* [Extrait du document]:

··········

Peu s’en fallut cependant que cette enfance, pour parler comme la duchesse de Bourgogne dans une lettre à sa grand’mère, n’eût des suites diplomatiques. Louis XIV soupçonna l’ambassadeur de Savoie auprès de Philippe V d’avoir subrepticement donné de mauvais conseils à la princesse, et il chargea Phelypeaux de faire des représentations à Victor-Amédée. Celui-ci prit la défense de son ambassadeur, ainsi que du marquis de Sirié, également accusé, et il ajouta : « Pour Madame la Duchesse et moy, nous n’avons jamais donné d’autres instructions à ma fille que d’être extrêmement soumise aux volontés du Roy son mari et toujours pénétrée de reconnaissance pour Sa Majesté Très Chrétienne qui a bien voulu luy faire une aussi haute fortune[2]. »

··········

* [Enregistrements fournis]:
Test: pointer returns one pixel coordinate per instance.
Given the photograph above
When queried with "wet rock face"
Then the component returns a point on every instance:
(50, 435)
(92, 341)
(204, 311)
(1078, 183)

··········

* [Travail demandé]: Poursuivez l’extrait sur le différend entre Louis XIV et Victor-Amédée après sa dernière phrase.

* [Production attendue]:
Pour peu que Philippe V ait partagé les soupçons, fondés ou non, de Louis XIV, il dut en conserver un certain ressentiment contre son beau-père, et ce ressentiment expliquerait pour partie les procédés dont il usa envers lui, l’année suivante, et dont les conséquences devaient être si fâcheuses. Au mois d’avril 1702, Philippe V sentit la nécessité d’aller se faire voir à ses nouveaux sujets d’Italie. Il devait commencer par Naples, puis de là se rendre en Lombardie. Une entrevue entre le gendre et le beau-père était inévitable ; aussi Victor-Amédée se préoccupait-il depuis longtemps du cérémonial de cette entrevue. On se souvient combien lui tenait à cœur le rang d’Altesse Royale auquel il prétendait. Ce rang lui avait été reconnu dans ses relations avec

  1. Saint-Simon, édition Boislisle, t. IX, p. 109.
  2. Aff. étrang., Corresp. Turin, vol. 108. — Phelypeaux au Roi, 3 décembre 1701.